WORK INSTRUCTIONS
a) According to the immigration essay, what job did the writer hold at Target while paying for college?
b) Copy the immigration essay word for word, from "1. No country" to "Nations tells you.".
c) Carry on writing the immigration essay, picking up after its final line.

(PROVIDED PASSAGE begins)

Years ago I worked the overnight shift at Target stocking shelves to help pay my way through college. For some time I was the only white stocker there. I’ve seen immigrants (some of whom were probably very illegal), physically work harder then 95% of the guys that I’ve ever met. And that’s saying something, since I was also in a mechanized infantry unit at one point in my life. Proof? Not much, other than this: How else would a pasty white guy like me know about El Tri if it wasn’t true? And why would I reminisce over attempts to understand the crazy stuff El Pistolero was doing, which involved prank phone calls to white people…

Perhaps I just cooked up this idea in between classes at USC, located in an area of LA where most of the signs are not in English? Plausible. Or perhaps my time spent substitute teaching for ESL kids in the suburbs of Chicago affected me.

But that actually leads me to my second point, which is that I encountered parents who didn’t want their kids learning English and students who refused to say the Pledge of Allegiance. I, of course, refused to start the class until they at least stood respectfully while their classmates recited the words.

In short: immigration is a really tricky issue. I’ve seen both sides of the immigration coin. And I’m much more inclined to blame gutless politicians in Washington DC than the moms, dads, and kids dealing with the real world consequences of having a scattershot public policy for decades on end.

Here are the two things I do know:

  1. No country can exist without having control over its borders. Sovereignty doesn’t exist if this simple task is unable to be fulfilled. I don’t care what the United Nations tells you.
  2. Language is important.

(PROVIDED PASSAGE ends)
(DATA FOR REVIEW begins)

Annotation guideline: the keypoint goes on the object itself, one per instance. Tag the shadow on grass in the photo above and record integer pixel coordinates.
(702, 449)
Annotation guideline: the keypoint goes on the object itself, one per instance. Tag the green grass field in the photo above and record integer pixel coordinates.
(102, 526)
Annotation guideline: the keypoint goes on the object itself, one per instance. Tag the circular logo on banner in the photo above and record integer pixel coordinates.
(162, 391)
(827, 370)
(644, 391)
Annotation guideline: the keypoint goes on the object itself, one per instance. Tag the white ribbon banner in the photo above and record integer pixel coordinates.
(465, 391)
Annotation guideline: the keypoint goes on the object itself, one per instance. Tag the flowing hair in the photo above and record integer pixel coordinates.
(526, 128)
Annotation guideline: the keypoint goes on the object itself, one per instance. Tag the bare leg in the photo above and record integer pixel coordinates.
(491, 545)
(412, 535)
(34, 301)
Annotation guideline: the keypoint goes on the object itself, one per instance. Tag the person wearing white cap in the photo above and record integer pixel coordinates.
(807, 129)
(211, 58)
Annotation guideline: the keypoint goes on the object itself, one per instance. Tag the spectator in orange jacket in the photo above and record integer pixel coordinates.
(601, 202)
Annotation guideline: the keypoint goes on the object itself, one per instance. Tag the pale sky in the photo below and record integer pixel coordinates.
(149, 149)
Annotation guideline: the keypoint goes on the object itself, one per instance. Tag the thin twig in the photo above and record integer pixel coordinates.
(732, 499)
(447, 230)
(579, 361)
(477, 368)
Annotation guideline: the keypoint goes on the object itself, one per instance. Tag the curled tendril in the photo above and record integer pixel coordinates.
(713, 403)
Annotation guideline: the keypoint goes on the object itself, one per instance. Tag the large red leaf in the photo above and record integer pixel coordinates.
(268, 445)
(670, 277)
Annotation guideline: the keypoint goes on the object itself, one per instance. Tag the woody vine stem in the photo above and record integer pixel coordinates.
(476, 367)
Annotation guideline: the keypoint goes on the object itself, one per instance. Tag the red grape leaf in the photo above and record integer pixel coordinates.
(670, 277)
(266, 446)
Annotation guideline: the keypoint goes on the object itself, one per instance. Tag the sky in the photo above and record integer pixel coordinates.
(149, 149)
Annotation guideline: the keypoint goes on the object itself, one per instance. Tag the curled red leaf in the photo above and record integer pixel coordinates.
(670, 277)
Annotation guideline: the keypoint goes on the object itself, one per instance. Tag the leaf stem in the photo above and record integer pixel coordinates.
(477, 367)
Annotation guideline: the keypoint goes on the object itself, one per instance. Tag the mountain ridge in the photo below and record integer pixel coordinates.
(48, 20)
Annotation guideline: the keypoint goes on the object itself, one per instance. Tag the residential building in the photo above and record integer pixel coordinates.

(DATA FOR REVIEW ends)

SOLVED PROBLEMS
a) The writer stocked shelves on the overnight shift.

b)
1. No country can exist without having control over its borders. Sovereignty doesn’t exist if this simple task is unable to be fulfilled. I don’t care what the United Nations tells you.

c)
While it’s nice to be able to speak more than one language, it’s even better when a nation has one language that helps bind everyone together, culturally and intellectually. I think people often underestimate how crucial of a role language is in shaping who you are and how you go about solving problems. A few years ago I remember reading a story about Western workers trying to translate The Federalist Papers, The Constitution, and other important documents into Arabic. The translators were having a difficult time doing so because many of the words we associate with freedom, liberty, and the rule of law (again, I’ll work on getting the article for the exact words) didn’t exist. Likewise, I remember hearing that in certain parts of Asia, “lobbying” as Americans use the word doesn’t have an accurate translation. How to you organize and petition for a redress of grievances when you live in a culture that a.) doesn’t allow you to do so, and b.) by extension never invented a word to convey such an idea?

Again, the point isn’t to knock someone who speaks another language, but to knock the people that don’t see how destabilizing it would be to have 50 states adopt the moral relativist idea that it would be outstanding if everyone just did whatever the heck they wanted. Don’t want to learn English? No problem! (We always thought Germanic languages were downers anyway.) Coming from a country that occasionally stones women and still manages to find a slew of friend’s inside the United Nations? Sweet! Feel free to continue your avant-garde idea of women’s rights wherever you want.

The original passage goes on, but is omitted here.